Problem to solve ▸ Carry on the commentary on China's high-tech power from its last line, "China can block certain initiatives but cannot unilaterally dictate the game."

Text block ▸
+++
3. Innovation as Power: Turning Technological Potential into Geopolitical Leverage

Technology is never neutral—this may sound obvious, but Kennedy devotes 30 pages to demonstrating it.

He argues that China’s deep strategic value in high-tech lies in its ability to reshape the international power landscape. This power spillover mainly manifests in two core dimensions:

Military-civil fusion (MCF) and soft power through international standards.

1. Military-Civil Fusion

From 2010 to 2024, China invested about $105.8 billion in military-civil fusion.

Where did this money go?

iFlytek’s speech recognition tech used for military intelligence; BeiDou navigation system evolving from civilian to precise-guidance foundation; DJI drones—originally consumer gadgets—now standard reconnaissance and strike tools on modern battlefields.

Commercial tech’s feedback into China’s military is real.

But this feedback is “supplemental,” not “transformative.” Institutional trust barriers and departmental interests limit the seamless transfer of disruptive civilian tech into the military-industrial complex.

Thus, China has gained asymmetric tactical advantages in AI and drones but has yet to fundamentally overturn U.S. military dominance.

Why?

Because of internal trust barriers—no need to elaborate here.

2. Standard-Setting Power

Standards Power

No Monopoly, Strong Influence

“The third-rate companies make products; first-rate companies set standards.”

This popular saying in Chinese business has another layer in tech diplomacy: whoever controls code and protocols controls the game.

By 2025, China participated in 780 ISO technical committees and led 19 working groups in 3GPP. Huawei’s 5G IP accounts for about 20%.

Meanwhile, China leverages its large domestic market (85% standard adoption rate) to influence international standards—like HarmonyOS on 36 million devices, and NearLink tech.

But there’s a delicate balance:

International standards organizations operate on “consensus-driven” principles.

Want to push a standard? You must persuade other member states. Past lessons include WAPI (China’s Wi-Fi standard) and TD-SCDMA (3G standard), which became costly relics due to incompatibility with global ecosystems.

Kennedy notes, “China has strengthened its ‘veto power’ and ‘agenda-setting’ in global tech governance,” but “lacks the ability to unilaterally set the rules.”

The implication:

China can block certain initiatives but cannot unilaterally dictate the game.
+++
Data for review ▸
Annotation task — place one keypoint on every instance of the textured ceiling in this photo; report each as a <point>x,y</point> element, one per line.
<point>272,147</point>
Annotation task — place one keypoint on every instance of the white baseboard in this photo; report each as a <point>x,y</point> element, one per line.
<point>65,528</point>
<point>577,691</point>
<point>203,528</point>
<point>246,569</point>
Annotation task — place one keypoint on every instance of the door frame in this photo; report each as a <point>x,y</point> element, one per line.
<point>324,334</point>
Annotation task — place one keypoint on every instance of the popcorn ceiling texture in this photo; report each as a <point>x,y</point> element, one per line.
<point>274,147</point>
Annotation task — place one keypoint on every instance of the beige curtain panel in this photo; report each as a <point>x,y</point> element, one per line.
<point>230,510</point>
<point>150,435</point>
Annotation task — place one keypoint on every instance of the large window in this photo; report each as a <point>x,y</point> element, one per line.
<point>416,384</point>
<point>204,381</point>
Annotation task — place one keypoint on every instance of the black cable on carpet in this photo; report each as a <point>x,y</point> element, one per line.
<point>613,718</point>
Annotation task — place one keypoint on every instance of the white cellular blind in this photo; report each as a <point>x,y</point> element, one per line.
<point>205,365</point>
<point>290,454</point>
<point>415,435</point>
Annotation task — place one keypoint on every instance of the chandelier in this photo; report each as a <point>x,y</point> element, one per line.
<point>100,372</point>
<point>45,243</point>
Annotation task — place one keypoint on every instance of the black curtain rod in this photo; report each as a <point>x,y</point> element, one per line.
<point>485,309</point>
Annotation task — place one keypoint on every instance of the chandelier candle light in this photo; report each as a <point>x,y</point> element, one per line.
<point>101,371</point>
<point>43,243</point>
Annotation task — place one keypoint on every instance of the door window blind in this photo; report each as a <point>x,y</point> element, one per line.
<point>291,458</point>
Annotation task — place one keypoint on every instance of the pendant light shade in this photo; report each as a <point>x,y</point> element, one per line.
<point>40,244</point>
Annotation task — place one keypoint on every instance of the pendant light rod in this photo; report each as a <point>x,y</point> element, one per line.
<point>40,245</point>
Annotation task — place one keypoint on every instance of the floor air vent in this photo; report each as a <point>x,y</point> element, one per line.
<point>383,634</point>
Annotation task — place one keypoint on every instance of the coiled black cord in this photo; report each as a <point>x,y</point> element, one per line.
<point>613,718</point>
+++
Exercise answer ▸
4. The Bankruptcy of the Full Decoupling Theory

By 2026, a fascinating phenomenon emerges:

Top international think tanks and policymakers have split into distinct camps, with profound shifts underway.

1. Hawkish/Restrictive Anxiety and Counterproductivity

Represented by some Congress members and early reports from ITIF, they see U.S.-China tech relations as a zero-sum game: China gets stronger, America weakens, so the response must be to shut down all access.

But increasingly, think tanks like RAND and Carnegie argue that broad export controls and “small yard, high wall” policies backfire—

Cutting off supply harms U.S. companies’ revenue (which could fund next-gen R&D) and, more critically, destroys Chinese illusions, pushing China to rapidly develop domestic alternatives (e.g., Huawei’s Mate series comeback).

2. Pragmatists’ Awakening: Managing Interdependence

This is the core of the CSIS report and a new consensus among mainstream think tanks: “Full decoupling” is prohibitively costly and unrealistic.

What happens if global supply chains are forcibly severed?

Severe inflation in the West—due to inability to buy cheap Chinese-made goods;

Delayed global green energy transition—since China produces 80% of solar panels and 60% of wind turbines;

Loss of insight into China’s technological evolution—if you stop doing business with your rival, you won’t know how far they’ve advanced.

3. The Third Voice of the Global South

A report by the Atlantic Council keenly points out that in many developing countries in Asia, Africa, and Latin America, China’s 5G networks, affordable EVs, and AI infrastructure represent “affordable development opportunities,” not “national security threats.”

If the West only promotes “security anxieties” without offering competitively priced alternatives, its narrative in the Global South will be utterly discredited.

5. The Way Forward: Precise Coupling

If “full decoupling” is poison and “unconditional embrace” is wishful thinking, where is the solution?

CSIS’s answer, from an American perspective:

“Calibrated Coupling.”

Internally: Strengthen the domestic innovation ecosystem (economic perspective).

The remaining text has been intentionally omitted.